What the task requires: Reproduce only the items from the line with "Indicate the runway" to the line with "<point>820,448</point>", requests included, shifting every coordinate in the answer points up by 101. Leave the numbers in the requests and their format samples unchanged.

Excerpted data:
......

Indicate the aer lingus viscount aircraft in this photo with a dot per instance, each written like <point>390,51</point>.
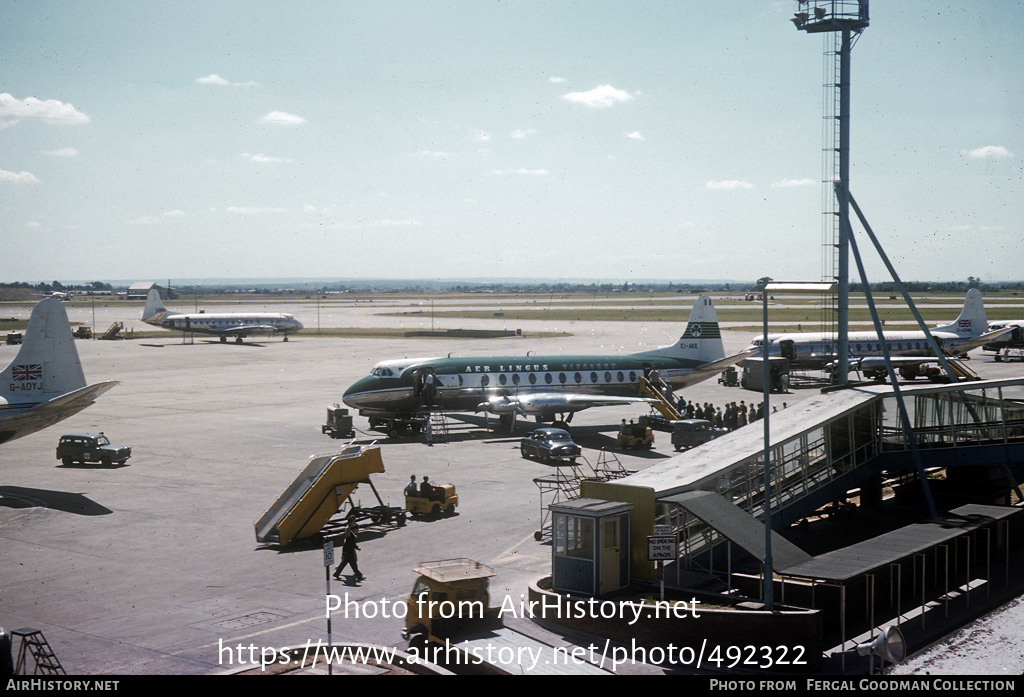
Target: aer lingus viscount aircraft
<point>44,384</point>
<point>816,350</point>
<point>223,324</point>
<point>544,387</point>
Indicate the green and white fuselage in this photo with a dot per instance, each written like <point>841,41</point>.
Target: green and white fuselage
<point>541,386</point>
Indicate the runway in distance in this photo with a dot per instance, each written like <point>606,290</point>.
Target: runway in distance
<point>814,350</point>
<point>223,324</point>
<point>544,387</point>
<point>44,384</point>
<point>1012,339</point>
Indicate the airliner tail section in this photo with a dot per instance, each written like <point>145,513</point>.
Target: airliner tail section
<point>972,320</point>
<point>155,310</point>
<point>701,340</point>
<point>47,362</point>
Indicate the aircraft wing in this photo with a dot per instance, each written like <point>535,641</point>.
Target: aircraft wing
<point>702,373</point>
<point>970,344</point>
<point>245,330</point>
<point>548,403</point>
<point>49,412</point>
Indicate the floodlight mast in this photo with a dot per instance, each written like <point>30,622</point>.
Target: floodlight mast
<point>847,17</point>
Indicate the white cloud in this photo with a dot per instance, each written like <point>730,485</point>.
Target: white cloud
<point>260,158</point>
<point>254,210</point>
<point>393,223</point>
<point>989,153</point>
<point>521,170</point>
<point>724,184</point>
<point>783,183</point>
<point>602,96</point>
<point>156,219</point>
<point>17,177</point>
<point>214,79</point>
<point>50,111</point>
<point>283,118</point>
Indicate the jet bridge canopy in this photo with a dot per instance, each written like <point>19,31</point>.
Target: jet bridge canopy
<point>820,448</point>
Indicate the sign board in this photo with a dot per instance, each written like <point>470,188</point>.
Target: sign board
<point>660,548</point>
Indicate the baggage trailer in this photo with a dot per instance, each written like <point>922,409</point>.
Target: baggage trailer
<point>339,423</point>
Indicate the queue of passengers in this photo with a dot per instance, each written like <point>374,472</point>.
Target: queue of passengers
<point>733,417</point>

......

Completed task:
Indicate the runway in distance in this photo with a dot per instance, each written like <point>606,290</point>.
Target: runway in distance
<point>915,451</point>
<point>324,425</point>
<point>645,488</point>
<point>145,485</point>
<point>1113,440</point>
Indicate the airliner tail section in this photo with a dot per instance, each written like <point>145,513</point>.
Target: airliner tail section
<point>1073,421</point>
<point>256,411</point>
<point>802,441</point>
<point>148,463</point>
Indicate the aircraft wing in this photo with a dot per instance, each written like <point>535,641</point>.
Target: aircraft wing
<point>803,474</point>
<point>1071,445</point>
<point>346,431</point>
<point>649,504</point>
<point>150,513</point>
Indicate the floodlight mast in this photo with a dot per instance, each written like <point>30,622</point>.
Target: floodlight mast
<point>948,118</point>
Indicate the white cloud in this photo with a dot per instance, each written like <point>730,485</point>.
Target: white cloud
<point>361,259</point>
<point>355,311</point>
<point>494,324</point>
<point>1090,254</point>
<point>622,271</point>
<point>825,285</point>
<point>884,284</point>
<point>703,197</point>
<point>257,320</point>
<point>118,278</point>
<point>315,180</point>
<point>151,212</point>
<point>384,219</point>
Indicate the jet bridge canopy in this photo with a dot per instance, each written like <point>19,31</point>.
Target: jet bridge canopy
<point>921,549</point>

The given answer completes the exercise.